Fractionation of high-dose electron beam irradiation of BPTB grafts provides significantly improved viscoelastic and structural properties compared to standard gamma irradiation.

PURPOSE: Irradiation >30 kGy is required to achieve sterility against bacterial and viral pathogens in ACL allograft sterilization. However, doses >20 kGy substantially reduce the structural properties of soft-tissue grafts. Fractionation of irradiation doses is a standard procedure in oncology to reduce tissue damage but has not been applied in tissue graft sterilization. METHODS: Forty-four human 10-mm wide bone-patellar-tendon-bone grafts were randomized into four groups of sterilization with (1) 34 kGy of ebeam (2) 34 kGy gamma (3) 34 kGy fractionated ebeam, and (4) non sterilized controls. Graft´s biomechanical properties were evaluated at time zero. Biomechanical properties were analyzed during cyclic and load-to-failure testing. RESULTS: Fractionation of ebeam irradiation resulted in significantly higher failure loads (1,327 ± 305) than with one-time ebeam irradiation (1,024 ± 204; P = 0.008). Compared to gamma irradiation, significantly lower strain (2.9 ± 1.5 vs. 4.6 ± 2.0; P = 0.008) and smaller cyclic elongation response (0.3 ± 0.2 vs. 0.6 ± 0.4; P = 0.05), as well as higher failure loads (1,327 ± 305 vs. 827 ± 209; P = 0.001), were found. Compared to non-irradiated BPTB grafts, no significant differences were found for any of the biomechanical parameters. Non-irradiated controls had significantly lower cyclic elongation response and higher failure loads than ebeam and gamma irradiation. CONCLUSIONS: In this study, it was found that fractionation of high-dose electron beam irradiation facilitated a significant improvement of viscoelastic and structural properties of BPTB grafts compared to ebeam and gamma irradiation alone, while maintaining levels of non-irradiated controls. Therefore, this technique might pose an important alternative to common methods for sterilization of soft-tissue allografts.

□ □ □

> **THINGS TO DO**:
1. Please copy the graft sterilization abstract word for word, starting at "Fractionation of high-dose electron beam irradiation of" and ending at "standard gamma irradiation.".
2. List the four groups that the grafts were randomized into in the graft sterilization abstract.
3. According to the graft sterilization abstract, how many human bone-patellar-tendon-bone grafts were used?
The material after the graft sterilization abstract isn't needed here.

□ □ □

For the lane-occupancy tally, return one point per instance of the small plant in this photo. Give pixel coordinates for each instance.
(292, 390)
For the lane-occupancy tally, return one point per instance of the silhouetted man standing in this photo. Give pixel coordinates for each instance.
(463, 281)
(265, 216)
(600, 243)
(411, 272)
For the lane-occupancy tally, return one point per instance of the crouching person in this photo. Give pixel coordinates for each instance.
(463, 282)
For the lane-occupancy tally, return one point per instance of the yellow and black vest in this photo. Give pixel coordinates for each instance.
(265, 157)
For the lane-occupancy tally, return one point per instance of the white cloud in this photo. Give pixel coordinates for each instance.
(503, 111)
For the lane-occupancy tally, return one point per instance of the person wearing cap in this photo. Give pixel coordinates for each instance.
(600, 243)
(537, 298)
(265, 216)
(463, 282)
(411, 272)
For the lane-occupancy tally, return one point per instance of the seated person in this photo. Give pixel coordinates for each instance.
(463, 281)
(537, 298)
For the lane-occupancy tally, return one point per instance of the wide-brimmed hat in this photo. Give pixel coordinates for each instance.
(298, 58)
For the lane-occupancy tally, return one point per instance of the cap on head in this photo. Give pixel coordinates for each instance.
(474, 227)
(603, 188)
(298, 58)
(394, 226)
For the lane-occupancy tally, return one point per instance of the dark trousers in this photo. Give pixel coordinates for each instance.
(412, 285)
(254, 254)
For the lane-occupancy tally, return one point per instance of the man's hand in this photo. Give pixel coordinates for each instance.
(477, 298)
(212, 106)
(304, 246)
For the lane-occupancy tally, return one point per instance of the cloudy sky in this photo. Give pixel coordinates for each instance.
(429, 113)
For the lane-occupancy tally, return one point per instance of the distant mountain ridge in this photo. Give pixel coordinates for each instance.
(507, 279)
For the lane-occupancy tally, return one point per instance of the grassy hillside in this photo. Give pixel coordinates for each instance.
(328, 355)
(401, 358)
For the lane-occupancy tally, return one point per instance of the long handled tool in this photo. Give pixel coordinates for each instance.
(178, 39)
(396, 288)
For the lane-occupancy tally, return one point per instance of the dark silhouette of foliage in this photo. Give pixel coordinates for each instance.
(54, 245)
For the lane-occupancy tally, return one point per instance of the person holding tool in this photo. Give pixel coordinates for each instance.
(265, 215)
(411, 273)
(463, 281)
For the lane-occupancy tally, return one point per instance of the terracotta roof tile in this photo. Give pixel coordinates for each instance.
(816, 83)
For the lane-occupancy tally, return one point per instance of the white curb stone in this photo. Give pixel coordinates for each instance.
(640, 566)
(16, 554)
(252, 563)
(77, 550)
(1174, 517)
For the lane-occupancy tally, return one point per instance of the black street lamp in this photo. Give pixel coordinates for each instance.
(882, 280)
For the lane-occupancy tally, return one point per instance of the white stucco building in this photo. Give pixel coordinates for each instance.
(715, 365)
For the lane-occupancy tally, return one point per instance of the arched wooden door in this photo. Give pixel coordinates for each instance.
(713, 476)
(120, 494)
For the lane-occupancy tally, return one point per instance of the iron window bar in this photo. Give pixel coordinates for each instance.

□ □ □

> **TASK ANSWERS**:
1.
Fractionation of high-dose electron beam irradiation of BPTB grafts provides significantly improved viscoelastic and structural properties compared to standard gamma irradiation.

2.
1. 34 kGy of ebeam
2. 34 kGy gamma
3. 34 kGy fractionated ebeam
4. Non sterilized controls

3. Forty-four.